• **SET TASK**
Copy the records below word for word, from the line containing "Phrase: blurred grass blade" through the line containing "(1238, 219)", both included.

--- begin DATA EXCERPTS ---

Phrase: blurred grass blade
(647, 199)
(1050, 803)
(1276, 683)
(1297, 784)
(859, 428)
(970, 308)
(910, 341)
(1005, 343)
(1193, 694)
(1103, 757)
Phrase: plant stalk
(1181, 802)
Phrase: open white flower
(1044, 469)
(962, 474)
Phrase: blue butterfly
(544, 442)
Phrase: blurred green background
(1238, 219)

--- end DATA EXCERPTS ---
--- begin DATA EXCERPTS ---

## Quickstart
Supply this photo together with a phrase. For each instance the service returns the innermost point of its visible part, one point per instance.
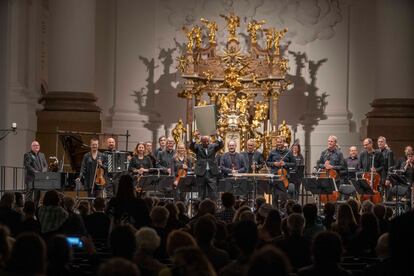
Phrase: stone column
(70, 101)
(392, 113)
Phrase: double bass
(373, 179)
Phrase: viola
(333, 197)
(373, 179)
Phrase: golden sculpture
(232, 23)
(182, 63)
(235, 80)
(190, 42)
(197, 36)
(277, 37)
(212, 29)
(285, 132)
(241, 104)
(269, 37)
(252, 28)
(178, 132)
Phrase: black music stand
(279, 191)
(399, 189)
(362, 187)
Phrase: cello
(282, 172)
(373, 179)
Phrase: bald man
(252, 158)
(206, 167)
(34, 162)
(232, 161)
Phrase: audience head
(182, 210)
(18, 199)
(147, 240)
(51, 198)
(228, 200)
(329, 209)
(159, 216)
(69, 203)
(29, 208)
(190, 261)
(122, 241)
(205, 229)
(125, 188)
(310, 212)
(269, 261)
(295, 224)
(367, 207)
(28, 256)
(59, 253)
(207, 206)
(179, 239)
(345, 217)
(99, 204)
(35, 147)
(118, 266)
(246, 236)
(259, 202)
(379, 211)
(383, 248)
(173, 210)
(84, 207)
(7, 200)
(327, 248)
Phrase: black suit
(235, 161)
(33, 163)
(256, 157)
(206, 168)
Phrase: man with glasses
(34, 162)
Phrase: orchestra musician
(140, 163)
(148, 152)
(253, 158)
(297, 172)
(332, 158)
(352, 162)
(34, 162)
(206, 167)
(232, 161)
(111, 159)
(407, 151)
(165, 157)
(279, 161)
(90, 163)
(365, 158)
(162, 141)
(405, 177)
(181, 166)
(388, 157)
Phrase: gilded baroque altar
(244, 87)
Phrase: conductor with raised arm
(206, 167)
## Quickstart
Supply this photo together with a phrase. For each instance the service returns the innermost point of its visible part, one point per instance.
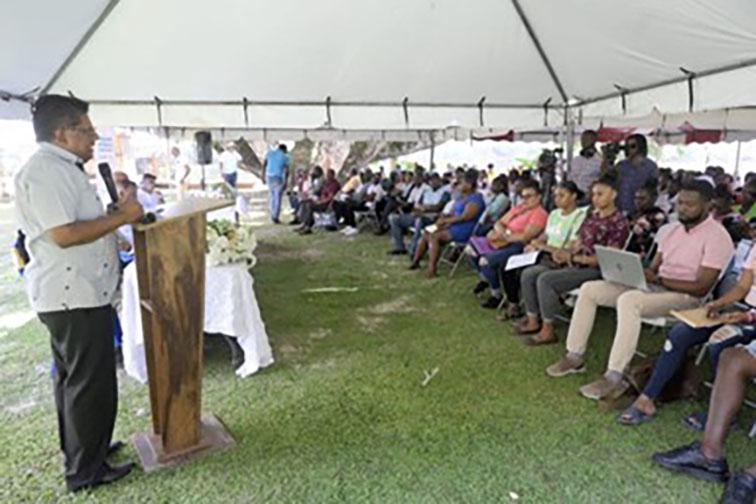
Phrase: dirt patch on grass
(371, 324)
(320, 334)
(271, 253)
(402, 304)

--- end DATA EXCERPTS ---
--- begin DATA EXCERPTS ---

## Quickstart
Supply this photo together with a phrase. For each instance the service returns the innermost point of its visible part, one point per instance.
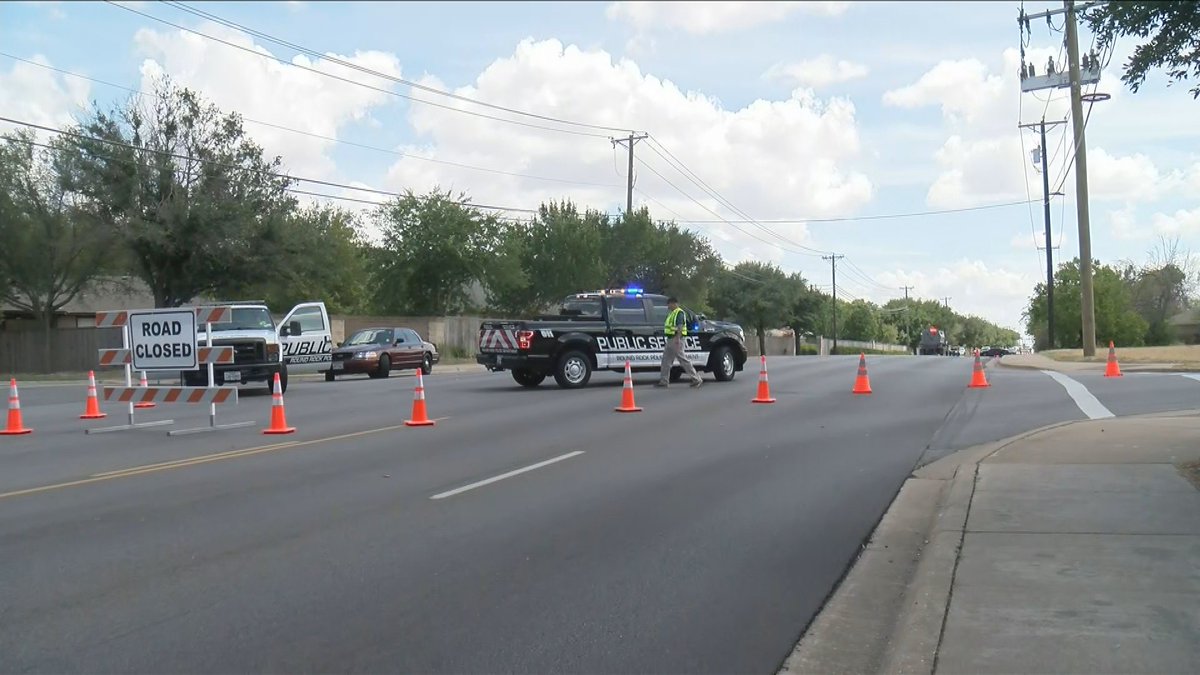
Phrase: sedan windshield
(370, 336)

--- end DATA EXCERPTS ---

• **EXPECTED ANSWER**
Phrase: blurred grass blade
(647, 199)
(1050, 803)
(1276, 683)
(1297, 784)
(859, 428)
(970, 308)
(910, 341)
(1005, 343)
(1193, 694)
(1103, 757)
Phrase: plant stalk
(1181, 802)
Phrase: open white flower
(1044, 469)
(962, 474)
Phrase: blue butterfly
(544, 442)
Phrase: blurred green background
(1238, 219)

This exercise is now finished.